BRIEF:
Copy out all of the rows below verbatim, leaving the pictures out.

Location identification entries:
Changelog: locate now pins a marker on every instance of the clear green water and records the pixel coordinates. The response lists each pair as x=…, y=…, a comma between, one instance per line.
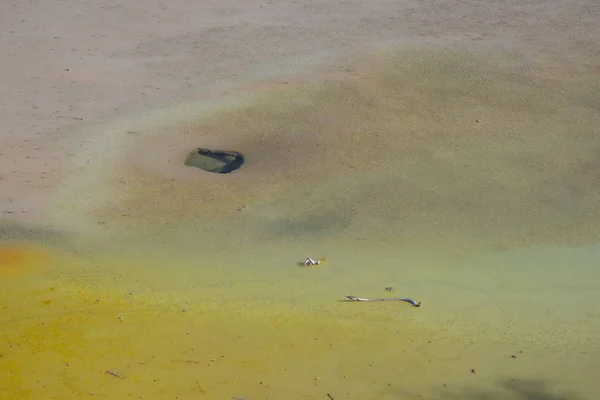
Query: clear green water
x=462, y=178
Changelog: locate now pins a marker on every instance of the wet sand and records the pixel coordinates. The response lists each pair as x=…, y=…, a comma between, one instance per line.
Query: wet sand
x=462, y=172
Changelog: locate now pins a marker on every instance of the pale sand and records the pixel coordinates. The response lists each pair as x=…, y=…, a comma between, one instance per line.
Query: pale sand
x=449, y=149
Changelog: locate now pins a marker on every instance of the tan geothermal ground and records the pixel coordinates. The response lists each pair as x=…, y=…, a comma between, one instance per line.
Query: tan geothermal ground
x=450, y=149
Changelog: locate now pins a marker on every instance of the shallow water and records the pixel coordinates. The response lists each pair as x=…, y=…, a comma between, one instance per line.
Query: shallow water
x=463, y=178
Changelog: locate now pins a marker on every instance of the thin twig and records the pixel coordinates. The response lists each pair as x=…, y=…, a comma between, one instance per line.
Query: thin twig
x=113, y=373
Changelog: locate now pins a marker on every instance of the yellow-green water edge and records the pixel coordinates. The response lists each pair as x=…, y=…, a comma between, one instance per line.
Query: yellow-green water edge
x=463, y=179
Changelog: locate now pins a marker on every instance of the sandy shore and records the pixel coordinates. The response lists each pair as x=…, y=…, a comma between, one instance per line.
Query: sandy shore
x=449, y=149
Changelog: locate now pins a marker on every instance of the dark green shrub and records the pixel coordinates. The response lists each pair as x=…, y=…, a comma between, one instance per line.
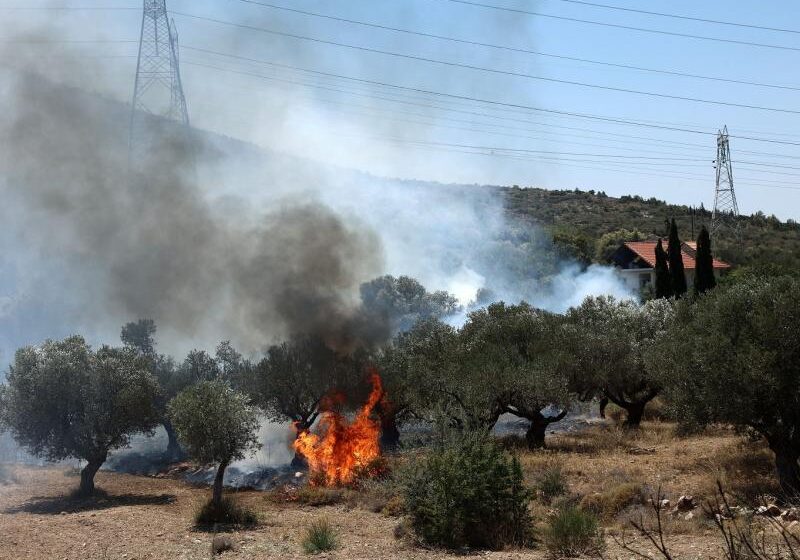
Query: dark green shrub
x=468, y=494
x=227, y=511
x=320, y=537
x=572, y=531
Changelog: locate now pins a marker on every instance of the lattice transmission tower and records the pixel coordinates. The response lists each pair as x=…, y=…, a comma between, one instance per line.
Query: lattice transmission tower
x=726, y=210
x=158, y=90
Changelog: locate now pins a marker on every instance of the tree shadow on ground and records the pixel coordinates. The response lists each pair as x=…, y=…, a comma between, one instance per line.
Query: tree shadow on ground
x=72, y=503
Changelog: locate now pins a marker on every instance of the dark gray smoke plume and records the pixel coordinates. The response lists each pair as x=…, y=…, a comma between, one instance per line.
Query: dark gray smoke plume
x=151, y=243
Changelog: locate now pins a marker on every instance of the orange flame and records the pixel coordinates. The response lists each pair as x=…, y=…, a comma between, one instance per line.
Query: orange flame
x=343, y=449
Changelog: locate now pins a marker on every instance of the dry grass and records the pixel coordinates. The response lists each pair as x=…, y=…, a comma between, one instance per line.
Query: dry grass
x=150, y=518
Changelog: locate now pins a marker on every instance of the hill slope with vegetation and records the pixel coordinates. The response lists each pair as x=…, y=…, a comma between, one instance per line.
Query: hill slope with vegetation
x=579, y=220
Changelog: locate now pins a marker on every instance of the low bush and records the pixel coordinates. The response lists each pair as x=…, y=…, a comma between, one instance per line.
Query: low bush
x=228, y=512
x=572, y=531
x=469, y=493
x=551, y=484
x=6, y=476
x=320, y=537
x=613, y=500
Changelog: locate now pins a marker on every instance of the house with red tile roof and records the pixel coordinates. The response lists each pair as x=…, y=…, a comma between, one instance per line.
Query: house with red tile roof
x=636, y=260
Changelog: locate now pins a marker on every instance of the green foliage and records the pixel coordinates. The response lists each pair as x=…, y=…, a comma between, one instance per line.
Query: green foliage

TASK SOLUTION:
Changelog: locate now pins a marker on every instance of the clear green water and records the pixel coordinates. The response lists each pair as x=…, y=…, a comma between, one instance per line.
Query: clear green water
x=462, y=178
Changelog: locate now pins a marker on every instance of the wet sand and records the pixel coordinates. The response lists each pair as x=…, y=…, a comma between, one instance per line.
Query: wet sand
x=462, y=172
Changelog: locate now pins a marker on every instance of the pale sand and records the pixel coordinates. The response lists each pair as x=…, y=…, a comma between, one instance per line.
Query: pale sand
x=449, y=149
Changelog: locate now pins a marker on every instance of the tan geothermal ground and records the pixel coordinates. The response lists each pair as x=…, y=…, a comma between, one instance per line.
Query: tan geothermal ground
x=450, y=149
Changelog: locate now pins a marker on every instance of the shallow water and records the pixel coordinates. The response lists each pair as x=…, y=…, a comma between, one instance per line.
Query: shallow water
x=463, y=178
Changelog: locate now pins a marker on every instance of the thin twig and records the pixel coordinates. The response lists each pair as x=…, y=…, a comma between, one instance per line.
Query: thin twig
x=113, y=373
Changelog: locate now pins a marker on every instance of the yellow-green water edge and records the pixel coordinates. The response lists each pair as x=…, y=…, a comma between, one instance per line.
Query: yellow-green water edge
x=463, y=179
Changelog: locate now pins a marker on every instance of the sandy shore and records the pixel coordinates. The response lists each pair as x=…, y=…, a comma between, one instance per line.
Query: sandy shore
x=449, y=149
Changelog: locate now pins a marker on every instance of the dark green shrub and records the pixel coordinates. The response lists each pair as x=…, y=…, a comma between, one instance per line.
Query: dark green shrub
x=468, y=494
x=227, y=511
x=320, y=537
x=572, y=531
Changelog: locate now pins a marker on every instance of the lattice transmission tower and records the pixel coordinates. The response lists each pair as x=…, y=…, a comma between, one instance per line.
Query: lattice transmission tower
x=726, y=210
x=158, y=90
Changelog: locate now pins a marker on every instance of the tree shadow on ground and records the pixel coordinates. The response lists each pair as x=…, y=…, a comma between, one instance per line.
Query: tree shadow on ground
x=72, y=503
Changelog: locate now pins a marker on every instance of the dark gray smoke plume and records the pixel coordinates. The response lists each pair as x=…, y=…, a comma between, one instance per line.
Query: dark gray smoke plume
x=151, y=243
Changelog: locate now pins a marker on every instance of the orange flame and records the pixel coordinates. The response lists each pair as x=…, y=…, a comma between, one instance per line.
Query: orange flame
x=343, y=449
Changelog: locate now pins a marker on every instance of the dry grass and records the pixel coordinates. The response lists each pair as x=…, y=…, a comma between, one instance per line.
Query: dry grass
x=150, y=518
Changelog: locate now pins a marker on every instance of the hill slope with vegetation and records the pixel coordinates. The response lists each pair as x=…, y=…, a comma between, one instance per line.
Query: hill slope with vegetation
x=579, y=220
Changelog: locate now pins a marker on every instance of the low bush and records the pixel coordinates. The response lists each pair as x=…, y=…, a comma between, one instance per line.
Query: low bush
x=228, y=512
x=572, y=531
x=469, y=493
x=551, y=484
x=6, y=476
x=320, y=537
x=613, y=500
Changelog: locate now pins a marker on every instance of the house with red tile roof and records the pixel coordinates. The response lists each pair as x=…, y=…, a comma between, one instance per line.
Query: house with red tile roof
x=636, y=260
Changelog: locate now pins a marker on every instance of the green foliage and records the pixel coordinates. The response lists each pair as x=…, y=…, a comma between, one instance per line.
Query: green foliage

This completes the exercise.